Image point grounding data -

━━━━

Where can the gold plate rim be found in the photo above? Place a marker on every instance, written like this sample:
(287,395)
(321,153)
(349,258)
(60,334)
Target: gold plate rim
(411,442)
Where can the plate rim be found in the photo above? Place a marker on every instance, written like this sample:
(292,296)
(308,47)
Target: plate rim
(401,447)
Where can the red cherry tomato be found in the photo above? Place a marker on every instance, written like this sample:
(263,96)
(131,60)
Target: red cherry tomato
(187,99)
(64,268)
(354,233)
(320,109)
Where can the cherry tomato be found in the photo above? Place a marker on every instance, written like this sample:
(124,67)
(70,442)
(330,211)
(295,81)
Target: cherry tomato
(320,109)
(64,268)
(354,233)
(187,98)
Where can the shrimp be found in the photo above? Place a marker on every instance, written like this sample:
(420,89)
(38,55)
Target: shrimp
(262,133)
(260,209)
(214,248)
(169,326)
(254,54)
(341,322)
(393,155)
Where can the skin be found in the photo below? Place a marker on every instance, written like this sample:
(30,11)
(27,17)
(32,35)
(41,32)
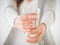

━━━━

YOUR ASSIGNMENT - Give only a number, the count of lines above that include the string "every".

OUTPUT - 6